Begin Records for processing
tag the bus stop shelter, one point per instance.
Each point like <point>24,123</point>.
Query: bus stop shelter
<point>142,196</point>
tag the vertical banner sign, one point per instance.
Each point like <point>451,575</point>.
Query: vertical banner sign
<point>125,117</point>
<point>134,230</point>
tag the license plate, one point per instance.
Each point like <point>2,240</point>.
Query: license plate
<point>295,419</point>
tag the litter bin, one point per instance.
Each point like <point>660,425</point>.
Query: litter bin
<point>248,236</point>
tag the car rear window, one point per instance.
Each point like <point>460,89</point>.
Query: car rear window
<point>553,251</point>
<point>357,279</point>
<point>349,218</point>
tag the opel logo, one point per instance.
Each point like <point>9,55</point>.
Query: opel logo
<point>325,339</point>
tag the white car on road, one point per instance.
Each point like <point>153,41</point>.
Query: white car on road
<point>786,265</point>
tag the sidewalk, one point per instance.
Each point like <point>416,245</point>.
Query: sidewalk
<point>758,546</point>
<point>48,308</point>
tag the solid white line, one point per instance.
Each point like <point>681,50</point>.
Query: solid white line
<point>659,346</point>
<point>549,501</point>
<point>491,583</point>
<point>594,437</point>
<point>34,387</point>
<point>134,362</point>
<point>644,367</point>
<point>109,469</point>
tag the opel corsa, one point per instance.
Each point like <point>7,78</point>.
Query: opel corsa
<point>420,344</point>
End Records for processing
• _Exercise task_: Rewrite all the records above, putting "mark" wherever "tag" appears and leaving everything else unchanged.

• _Response to the exercise_:
mark the bus stop shelter, one point per instance.
Each point like <point>24,123</point>.
Query: bus stop shelter
<point>142,196</point>
mark the vertical banner sign, one point per instance.
Each point like <point>451,575</point>.
Query: vertical banner sign
<point>125,117</point>
<point>134,230</point>
mark the license plate, one point per instance.
Each point like <point>2,240</point>.
Query: license plate
<point>295,419</point>
mark the litter bin, one point per instance.
Each point like <point>660,425</point>.
Query: litter bin
<point>248,236</point>
mark the car rear window, one point per instance.
Each point like <point>460,89</point>.
Query: car rear window
<point>553,251</point>
<point>357,279</point>
<point>349,218</point>
mark the opel logo, one point per instance.
Each point like <point>9,55</point>.
Query: opel logo
<point>325,339</point>
mark the white car on road, one point per instance.
Each point like <point>153,41</point>.
Query: white car on road
<point>786,265</point>
mark the sidewalk, one point per instance.
Each point like <point>416,245</point>.
Query: sidewalk
<point>758,546</point>
<point>48,308</point>
mark the solid white line, one point per instance.
Each point like <point>681,50</point>.
Query: solid white line
<point>659,346</point>
<point>549,501</point>
<point>491,583</point>
<point>594,437</point>
<point>34,387</point>
<point>134,362</point>
<point>644,367</point>
<point>109,469</point>
mark the opel corsa, one point per instance.
Each point like <point>7,78</point>.
Query: opel corsa
<point>420,344</point>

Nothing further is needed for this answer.